*What to work on:* The records that follow must be repeated verbatim, every one of them.

*Information given:*
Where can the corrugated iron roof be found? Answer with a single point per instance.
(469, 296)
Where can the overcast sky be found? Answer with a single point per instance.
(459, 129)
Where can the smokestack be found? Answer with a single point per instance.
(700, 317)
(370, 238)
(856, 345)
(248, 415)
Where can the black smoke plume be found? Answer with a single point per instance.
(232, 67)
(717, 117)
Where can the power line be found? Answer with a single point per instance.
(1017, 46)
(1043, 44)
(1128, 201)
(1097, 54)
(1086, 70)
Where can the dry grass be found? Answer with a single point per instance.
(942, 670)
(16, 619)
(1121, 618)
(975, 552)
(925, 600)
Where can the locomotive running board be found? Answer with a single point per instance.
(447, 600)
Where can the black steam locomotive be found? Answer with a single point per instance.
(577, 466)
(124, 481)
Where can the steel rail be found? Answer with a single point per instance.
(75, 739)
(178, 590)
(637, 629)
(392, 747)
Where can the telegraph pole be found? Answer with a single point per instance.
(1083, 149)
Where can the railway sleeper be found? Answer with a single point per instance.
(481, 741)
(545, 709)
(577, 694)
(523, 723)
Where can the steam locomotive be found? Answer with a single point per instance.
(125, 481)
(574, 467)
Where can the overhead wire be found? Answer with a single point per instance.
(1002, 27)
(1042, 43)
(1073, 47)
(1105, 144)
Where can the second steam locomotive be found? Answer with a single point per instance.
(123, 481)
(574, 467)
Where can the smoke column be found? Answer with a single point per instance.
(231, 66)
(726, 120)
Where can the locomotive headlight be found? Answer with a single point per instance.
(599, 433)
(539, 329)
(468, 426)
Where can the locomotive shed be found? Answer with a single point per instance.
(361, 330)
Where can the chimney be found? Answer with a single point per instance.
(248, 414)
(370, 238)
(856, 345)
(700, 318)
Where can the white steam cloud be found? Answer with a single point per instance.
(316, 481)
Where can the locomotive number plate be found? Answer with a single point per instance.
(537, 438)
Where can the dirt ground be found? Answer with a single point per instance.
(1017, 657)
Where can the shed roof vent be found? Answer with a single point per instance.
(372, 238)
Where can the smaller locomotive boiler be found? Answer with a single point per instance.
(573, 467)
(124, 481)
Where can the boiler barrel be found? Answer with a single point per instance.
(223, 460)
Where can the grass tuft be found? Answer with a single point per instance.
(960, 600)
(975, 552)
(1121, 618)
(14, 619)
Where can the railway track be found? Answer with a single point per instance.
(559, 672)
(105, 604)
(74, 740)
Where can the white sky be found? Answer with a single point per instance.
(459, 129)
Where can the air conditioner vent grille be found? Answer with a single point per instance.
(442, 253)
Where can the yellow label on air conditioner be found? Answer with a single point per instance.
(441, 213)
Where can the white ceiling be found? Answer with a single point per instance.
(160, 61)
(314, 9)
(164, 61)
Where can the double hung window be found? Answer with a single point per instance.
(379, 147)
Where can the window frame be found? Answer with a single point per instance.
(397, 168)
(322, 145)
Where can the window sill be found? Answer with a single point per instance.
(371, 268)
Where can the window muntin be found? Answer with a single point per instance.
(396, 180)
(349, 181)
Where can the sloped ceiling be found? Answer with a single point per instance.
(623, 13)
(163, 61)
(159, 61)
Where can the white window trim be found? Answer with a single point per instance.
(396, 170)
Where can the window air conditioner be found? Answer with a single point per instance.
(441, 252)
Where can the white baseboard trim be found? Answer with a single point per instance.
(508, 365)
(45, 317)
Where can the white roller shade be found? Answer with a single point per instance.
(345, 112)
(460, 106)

*Task solution:*
Where can the corrugated iron roof be found? Answer with a single point per instance.
(469, 296)
Where can the overcast sky be found? Answer with a single point per instance.
(459, 129)
Where can the smokestack be found? Answer with a single point per instance.
(700, 317)
(370, 238)
(856, 345)
(248, 415)
Where can the black smoke plume be found? Answer with a single point per instance.
(232, 67)
(717, 117)
Where can the power line be found? Answer with a single point per instance.
(1017, 46)
(1043, 44)
(1128, 201)
(1097, 54)
(1086, 70)
Where can the dry grass be found? Answer with a single point per instance.
(942, 670)
(16, 619)
(1121, 618)
(975, 552)
(925, 600)
Where can the locomotive running board be found? Answer with a single point per instance.
(447, 600)
Where can the black steam locomotive be found? Answer with a single point per instance.
(577, 466)
(124, 481)
Where can the steel rail be found? Answer with a single point per instance.
(75, 739)
(178, 590)
(637, 629)
(392, 747)
Where can the telegraph pole be found? Answer with a single point per instance.
(1083, 149)
Where can the railway sleeper be found? Answer with a single point per instance.
(481, 741)
(545, 709)
(577, 694)
(523, 723)
Where can the steam locomotive be found? Answer with a single point per instance.
(125, 481)
(574, 467)
Where can the overhead wire be found? Answer with a single point per instance.
(1002, 27)
(1042, 43)
(1073, 47)
(1105, 144)
Where can the second steam locomotive be found? Answer with a single point per instance.
(123, 481)
(574, 467)
Where can the smoke column be found? Answer with a single point per instance.
(231, 66)
(726, 120)
Where can the locomotive headlight be found? Answer with a single point per instance.
(599, 433)
(539, 329)
(468, 426)
Where can the locomotive shed be found? Answer with a single point per instance.
(361, 330)
Where can the chimney be found? Answer with a single point per instance.
(248, 414)
(370, 238)
(856, 345)
(700, 318)
Where can the white steam cloud be found? Answer with a single point per instance.
(316, 481)
Where can the locomotive number plate be found? Answer with a single point per instance.
(537, 438)
Where can the dirt ground be found? Answer with a single point per instance.
(1017, 657)
Where can the shed roof vent be found? Answer with a single point per instance.
(372, 238)
Where can the smaller locomotive boiler be found? Answer with a single point per instance.
(573, 467)
(124, 481)
Where can the boiler barrel be found? Answer with a single point per instance.
(223, 460)
Where can the grass tuft be found? Answer with a single point per instance.
(960, 600)
(975, 552)
(1121, 618)
(14, 619)
Where can the railway track be found? Answer with a single point per instance.
(559, 672)
(105, 604)
(74, 740)
Where can the white sky be found? Answer with a single point per instance.
(459, 129)
Where can the air conditioner vent grille be found? Answer with a single point per instance.
(442, 253)
Where can the yellow label on air conditioner be found? Answer with a single point per instance.
(441, 213)
Where can the white ceiling be found? Answer with a single point per instance.
(160, 61)
(314, 9)
(164, 61)
Where can the double hung window be found? Answer with a single point per instance.
(379, 147)
Where can the window frame be found? Answer with a single point per instance.
(397, 168)
(322, 145)
Where can the window sill be found? Answer with a single point per instance.
(371, 268)
Where can the window muntin be found? Answer with a single point per instance.
(396, 180)
(349, 181)
Where can the sloped ceiling be found? Answer with a single point per instance.
(623, 13)
(163, 61)
(159, 61)
Where can the white window trim be found? Answer with a single point per instance.
(396, 170)
Where can the window air conditioner be found? Answer with a single point per instance.
(441, 252)
Where can the white baseboard trim be found? Answer with a single point per instance.
(508, 365)
(45, 317)
Where can the white roller shade be found? Answer with a single point per instance.
(345, 112)
(460, 106)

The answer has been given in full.